Determine how many lines in the records that follow hold the string "Could". Only that number should be returned.

EXTRACTED RECORDS:
________________________
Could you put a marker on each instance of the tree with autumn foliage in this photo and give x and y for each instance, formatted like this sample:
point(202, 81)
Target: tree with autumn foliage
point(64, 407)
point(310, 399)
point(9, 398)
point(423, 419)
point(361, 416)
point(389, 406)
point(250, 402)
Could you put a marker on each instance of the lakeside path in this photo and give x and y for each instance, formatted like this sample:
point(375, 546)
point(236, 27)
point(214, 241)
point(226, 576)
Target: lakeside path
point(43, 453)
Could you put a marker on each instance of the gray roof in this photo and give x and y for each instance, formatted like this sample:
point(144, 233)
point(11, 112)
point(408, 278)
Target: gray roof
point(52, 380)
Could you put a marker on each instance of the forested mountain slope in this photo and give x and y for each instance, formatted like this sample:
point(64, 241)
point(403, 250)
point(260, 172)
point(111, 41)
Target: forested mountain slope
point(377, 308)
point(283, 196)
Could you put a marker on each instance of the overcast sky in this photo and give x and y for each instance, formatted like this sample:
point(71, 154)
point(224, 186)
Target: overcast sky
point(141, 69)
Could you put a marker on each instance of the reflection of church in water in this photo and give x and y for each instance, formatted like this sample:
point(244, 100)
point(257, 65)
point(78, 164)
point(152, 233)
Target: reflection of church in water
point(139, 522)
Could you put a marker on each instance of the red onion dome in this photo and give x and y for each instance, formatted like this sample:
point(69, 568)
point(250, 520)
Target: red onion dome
________________________
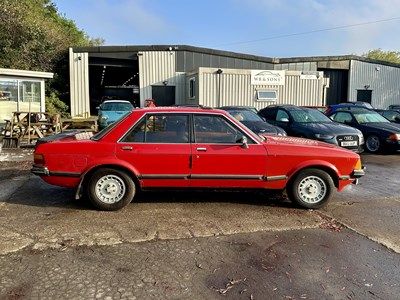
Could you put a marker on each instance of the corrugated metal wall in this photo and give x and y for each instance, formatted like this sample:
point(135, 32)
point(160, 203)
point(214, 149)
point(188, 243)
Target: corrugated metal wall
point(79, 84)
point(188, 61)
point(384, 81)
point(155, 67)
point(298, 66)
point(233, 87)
________________________
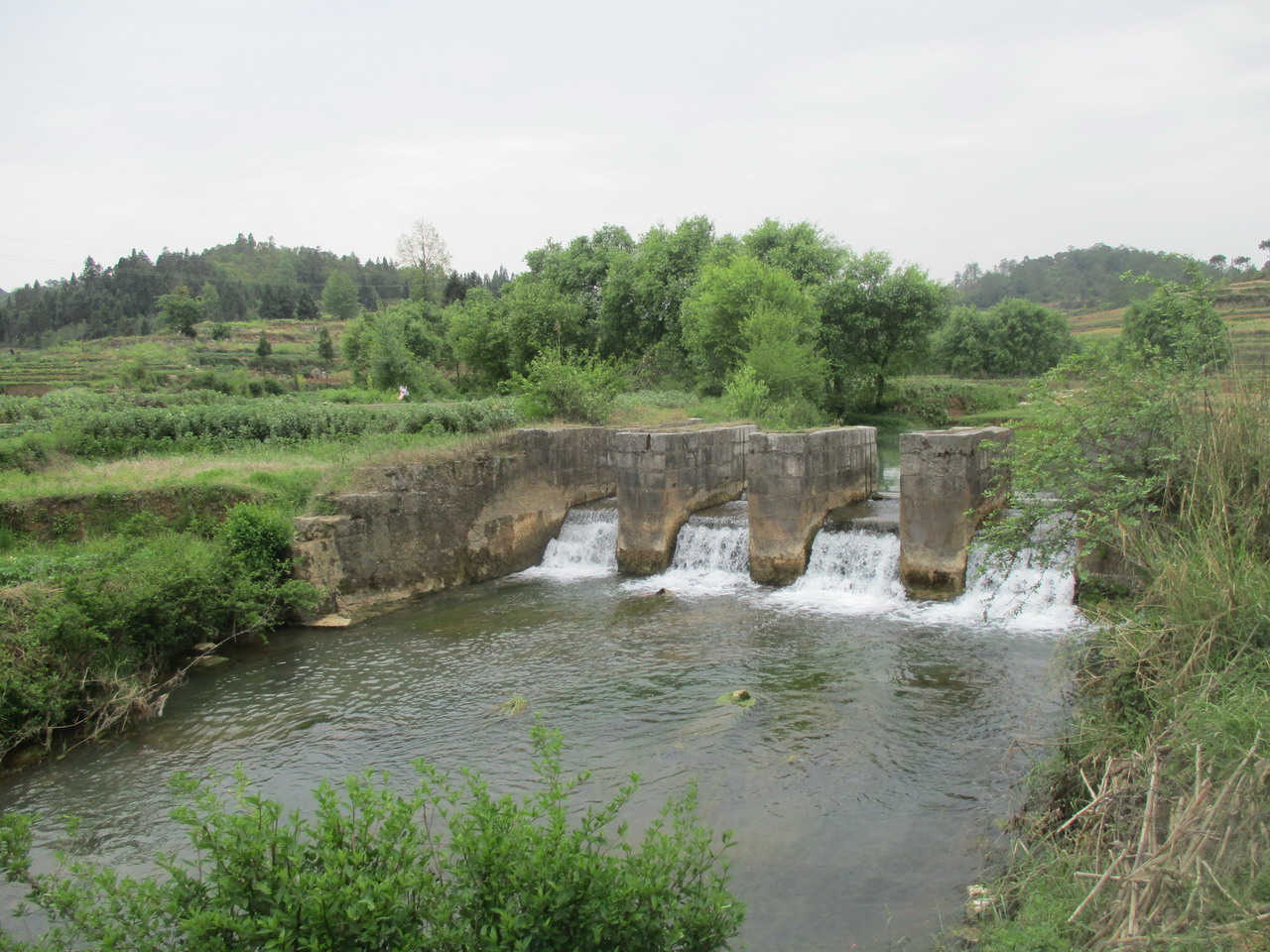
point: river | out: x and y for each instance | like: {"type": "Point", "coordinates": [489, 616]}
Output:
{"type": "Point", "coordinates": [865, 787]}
________________________
EXERCISE OUTPUT:
8